Task details: Render every line of the records below as a numbered list, omitting blank lines.

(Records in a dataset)
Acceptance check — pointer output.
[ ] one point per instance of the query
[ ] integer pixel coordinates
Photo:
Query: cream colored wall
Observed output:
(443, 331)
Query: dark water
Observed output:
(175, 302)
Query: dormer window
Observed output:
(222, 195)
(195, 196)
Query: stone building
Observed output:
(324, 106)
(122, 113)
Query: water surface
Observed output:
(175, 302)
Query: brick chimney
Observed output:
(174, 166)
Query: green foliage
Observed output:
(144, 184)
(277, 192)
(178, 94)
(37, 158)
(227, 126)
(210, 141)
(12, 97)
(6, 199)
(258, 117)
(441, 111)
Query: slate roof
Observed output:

In response:
1. Acceptance check — pointer output.
2. [ ] one point per instance of the query
3. [ ] integer pixel coordinates
4. Photo:
5. Query: cream colored wall
6. Observed output:
7. (443, 331)
8. Query: dark water
9. Observed output:
10. (175, 302)
11. Query: dormer window
12. Observed output:
13. (222, 195)
14. (195, 196)
15. Query: stone building
16. Observed output:
17. (324, 106)
18. (122, 113)
19. Query: water surface
20. Observed output:
21. (175, 302)
22. Query: brick chimney
23. Observed output:
24. (174, 166)
25. Query: green foliage
26. Observed output:
27. (144, 184)
28. (277, 192)
29. (178, 94)
30. (37, 158)
31. (227, 126)
32. (210, 141)
33. (12, 97)
34. (6, 199)
35. (258, 117)
36. (441, 111)
37. Query: slate roof
38. Observed output:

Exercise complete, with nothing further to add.